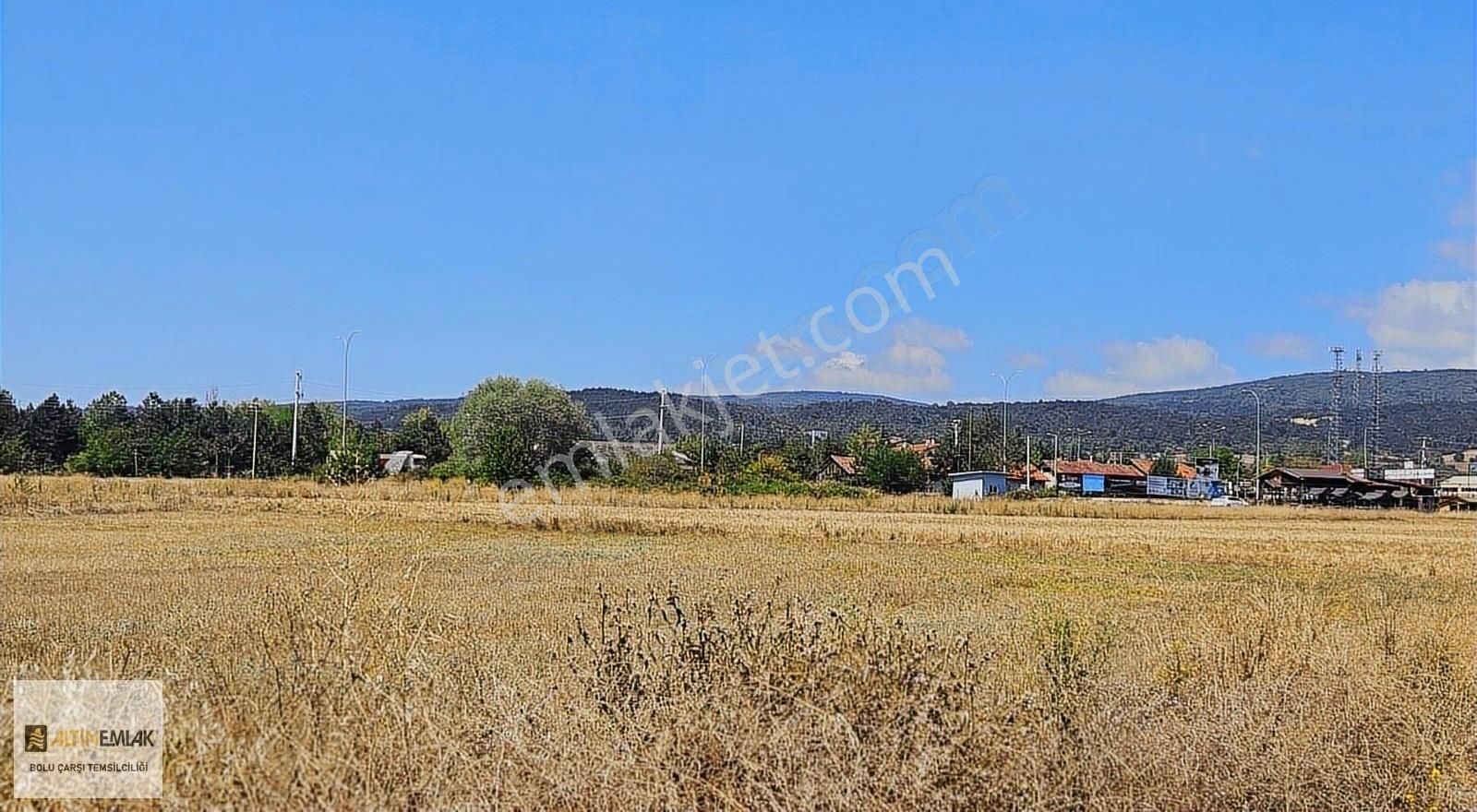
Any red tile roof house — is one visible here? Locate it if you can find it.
[815,453,861,483]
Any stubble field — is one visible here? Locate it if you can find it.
[0,478,1477,809]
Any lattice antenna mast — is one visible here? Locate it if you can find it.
[1327,347,1344,463]
[1349,350,1369,440]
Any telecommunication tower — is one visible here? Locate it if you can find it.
[1327,347,1344,463]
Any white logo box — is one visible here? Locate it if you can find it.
[10,679,164,799]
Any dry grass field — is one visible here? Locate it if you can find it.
[0,478,1477,810]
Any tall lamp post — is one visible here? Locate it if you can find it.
[338,329,359,453]
[991,369,1024,471]
[1243,389,1261,502]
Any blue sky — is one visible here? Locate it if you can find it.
[0,2,1477,401]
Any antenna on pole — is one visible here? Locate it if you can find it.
[1369,350,1384,456]
[1327,345,1344,465]
[655,389,666,453]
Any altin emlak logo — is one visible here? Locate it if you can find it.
[25,725,160,753]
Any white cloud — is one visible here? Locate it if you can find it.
[812,319,972,394]
[1350,279,1477,369]
[888,341,947,367]
[1043,335,1235,399]
[1248,332,1313,360]
[822,350,867,372]
[1006,350,1046,369]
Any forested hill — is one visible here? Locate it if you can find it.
[350,369,1477,455]
[1108,369,1477,415]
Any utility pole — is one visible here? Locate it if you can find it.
[1051,431,1062,487]
[338,329,359,453]
[1243,389,1261,502]
[251,399,261,480]
[1021,433,1031,490]
[293,369,303,468]
[655,389,666,453]
[965,408,975,471]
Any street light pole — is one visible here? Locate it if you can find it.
[338,329,359,453]
[1243,389,1261,502]
[991,369,1024,471]
[1051,431,1062,487]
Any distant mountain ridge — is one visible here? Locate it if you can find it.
[349,369,1477,455]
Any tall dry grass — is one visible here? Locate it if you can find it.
[0,478,1477,809]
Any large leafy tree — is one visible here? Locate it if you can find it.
[861,446,928,493]
[135,393,208,477]
[24,394,81,471]
[0,389,25,474]
[66,391,133,477]
[450,376,586,482]
[393,406,452,465]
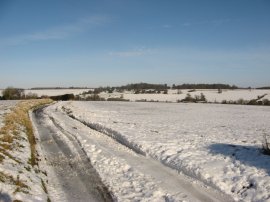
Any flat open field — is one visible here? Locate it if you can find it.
[42,102,270,201]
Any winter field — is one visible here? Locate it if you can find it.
[0,89,270,103]
[95,89,270,103]
[0,98,270,202]
[46,102,270,201]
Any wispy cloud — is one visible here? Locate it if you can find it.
[182,19,233,27]
[109,47,155,57]
[162,24,172,29]
[0,16,109,46]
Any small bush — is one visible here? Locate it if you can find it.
[86,94,105,101]
[262,134,270,155]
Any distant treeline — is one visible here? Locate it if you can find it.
[95,83,238,93]
[256,86,270,90]
[172,84,238,89]
[116,83,170,90]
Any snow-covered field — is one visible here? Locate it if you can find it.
[100,89,270,103]
[57,102,270,201]
[0,89,90,96]
[0,101,47,202]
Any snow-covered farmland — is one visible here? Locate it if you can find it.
[58,102,270,201]
[97,89,270,103]
[0,89,90,96]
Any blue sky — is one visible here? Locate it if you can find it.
[0,0,270,88]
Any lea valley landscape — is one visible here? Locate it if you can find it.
[0,0,270,202]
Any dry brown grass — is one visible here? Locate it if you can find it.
[0,99,52,166]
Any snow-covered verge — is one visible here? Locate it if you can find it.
[0,100,52,201]
[93,89,270,103]
[61,102,270,201]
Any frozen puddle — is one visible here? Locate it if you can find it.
[34,105,232,201]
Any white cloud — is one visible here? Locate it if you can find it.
[0,16,109,46]
[109,48,154,57]
[182,19,233,27]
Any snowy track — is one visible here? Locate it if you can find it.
[32,105,232,201]
[34,109,112,201]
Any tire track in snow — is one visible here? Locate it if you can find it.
[54,103,233,202]
[33,109,113,201]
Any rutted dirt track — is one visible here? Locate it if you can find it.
[33,109,113,201]
[34,104,232,201]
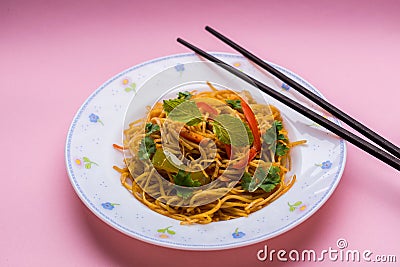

################

**What is being asked**
Put every line of the records above into a JSON list of strings, one string per line, skipping blank lines and leaving the pictures out.

**Task output**
[
  "Any red tile roof house — is one visible here? Locate it if you can find it.",
  "[815,453,861,483]",
  "Any stubble field — is one visible here? Locate it if you can find it.",
  "[0,478,1477,809]",
  "Any lattice antenna mast — is one visible here? Locate it if you can find it.",
  "[1327,347,1344,463]",
  "[1349,350,1369,440]",
  "Any telecommunication tower — is one visible here? Locate it if you can find it.",
  "[1327,347,1344,463]",
  "Any white logo box — is one visible here? Locate it if you can find it.",
  "[10,679,164,799]",
  "Any dry grass field — is one visible here? Locate it if you can find it.",
  "[0,478,1477,810]",
  "Any tall lamp post — is one visible here? Locate it if you can find it.",
  "[338,329,359,453]",
  "[991,369,1024,471]",
  "[1243,389,1261,502]",
  "Any blue sky — is one visible here? Locate it if you can find it.",
  "[0,2,1477,401]",
  "Any antenna on pole — is one visible here? Locate it if you can find it.",
  "[1369,350,1384,456]",
  "[1327,345,1344,465]",
  "[655,389,666,453]",
  "Any altin emlak logo — is one visible here? Locate it if you can find it.",
  "[25,725,160,753]",
  "Any white cloud — is one visible here? Locate it if you can find it.",
  "[812,319,972,394]",
  "[1350,279,1477,369]",
  "[888,341,947,367]",
  "[1043,335,1235,399]",
  "[1248,332,1313,360]",
  "[822,350,867,372]",
  "[1006,350,1046,369]",
  "Any forested hill — is one visible here? Locate it if you can find it.",
  "[350,369,1477,455]",
  "[1108,369,1477,415]",
  "Any utility pole — is one visible here? Locate it if you can find it.",
  "[1051,431,1062,487]",
  "[338,329,359,453]",
  "[1243,389,1261,502]",
  "[251,399,261,480]",
  "[1021,433,1031,490]",
  "[293,369,303,468]",
  "[655,389,666,453]",
  "[965,408,975,471]",
  "Any street light pole — is one visible here? Locate it if you can find it.",
  "[338,329,359,453]",
  "[1243,389,1261,502]",
  "[991,369,1024,471]",
  "[1051,431,1062,487]",
  "Any distant mountain ridge — is one visible here? Locate it if you can find it.",
  "[349,369,1477,455]",
  "Any tall dry grass — is one visible here? Locate it if you can find it.",
  "[0,478,1477,809]",
  "Any large leafy tree — is one visible here? Locate it if you can find it.",
  "[861,446,928,493]",
  "[135,393,208,477]",
  "[24,394,81,471]",
  "[0,389,25,474]",
  "[66,391,133,477]",
  "[450,376,586,482]",
  "[393,406,452,465]",
  "Any flat open field — is one visible here? Locate it if you can find it.",
  "[42,102,270,201]",
  "Any winter field — is one visible here? Locate it if you can find it.",
  "[0,89,270,103]",
  "[95,89,270,103]",
  "[0,98,270,202]",
  "[46,102,270,201]",
  "Any wispy cloud — is one visible here? Locate it if you can find it.",
  "[182,19,233,27]",
  "[109,47,155,57]",
  "[162,24,172,29]",
  "[0,16,109,46]",
  "Any small bush — is one visible here? Locate it if you can find it.",
  "[86,94,105,101]",
  "[262,134,270,155]",
  "Any distant treeline — is one visible here? Locate it if you can find it.",
  "[95,83,238,93]",
  "[256,86,270,90]",
  "[172,84,238,89]",
  "[116,83,170,90]",
  "Any snow-covered field — is one visible here? Locate it if you can find it.",
  "[100,89,270,103]",
  "[57,102,270,201]",
  "[0,89,90,96]",
  "[0,101,47,202]",
  "Any snow-covered farmland — is one visible here? Locate it if you can find it.",
  "[58,102,270,201]",
  "[97,89,270,103]",
  "[0,89,90,96]",
  "Any blue sky — is one visible here? Locate it if you can find it.",
  "[0,0,270,88]",
  "Any lea valley landscape — is one visible here? Locate it if you can find it.",
  "[0,0,270,202]",
  "Any dry brown grass — is one visible here? Locate it if you can find it.",
  "[0,99,52,166]",
  "Any snow-covered verge — is one visible here? Locate it if you can find it.",
  "[0,100,52,201]",
  "[93,89,270,103]",
  "[61,102,270,201]",
  "Any frozen puddle — is one visible here? Locate it if you can find it.",
  "[34,105,232,201]",
  "Any white cloud — is one visible here? Locate it if you can find it.",
  "[0,16,109,46]",
  "[109,48,154,57]",
  "[182,19,233,27]",
  "Any snowy track — is one visible here? Locate it if you can find it.",
  "[32,105,232,201]",
  "[34,109,112,201]",
  "Any tire track in snow — is one visible here? Locate it if you can find it.",
  "[54,103,233,202]",
  "[33,109,113,201]",
  "Any rutted dirt track — is one visible here? Locate it if you can find it.",
  "[33,109,113,201]",
  "[34,104,232,201]"
]